* _Given entries_
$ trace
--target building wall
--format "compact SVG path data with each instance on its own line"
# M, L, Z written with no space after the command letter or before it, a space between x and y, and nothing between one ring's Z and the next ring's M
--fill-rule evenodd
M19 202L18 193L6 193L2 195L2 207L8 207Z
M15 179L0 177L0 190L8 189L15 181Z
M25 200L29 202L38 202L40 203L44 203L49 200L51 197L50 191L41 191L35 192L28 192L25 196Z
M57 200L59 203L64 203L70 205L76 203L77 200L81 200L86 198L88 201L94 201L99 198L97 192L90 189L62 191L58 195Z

* _What the task requires_
Convert every line of the listing above into a Markdown table with two columns, Row and Content. Number the nonblank lines in order and leave out any blank lines.

* _Task answer_
| Row | Content |
|---|---|
| 1 | $ trace |
| 2 | --target building wall |
| 3 | --format "compact SVG path data with each instance on its own line" |
| 4 | # M, L, Z written with no space after the command letter or before it, a space between x and y, and nothing between one ring's Z and the next ring's M |
| 5 | --fill-rule evenodd |
| 6 | M19 202L18 193L6 193L2 195L2 207L8 207Z |
| 7 | M15 179L0 177L0 190L8 189L15 181Z |
| 8 | M25 200L29 202L38 202L40 203L44 203L49 200L51 197L50 191L41 191L35 192L28 192L25 196Z |
| 9 | M57 200L59 203L64 203L70 205L76 203L77 200L81 200L86 198L88 201L94 201L99 198L97 192L90 189L62 191L58 195Z |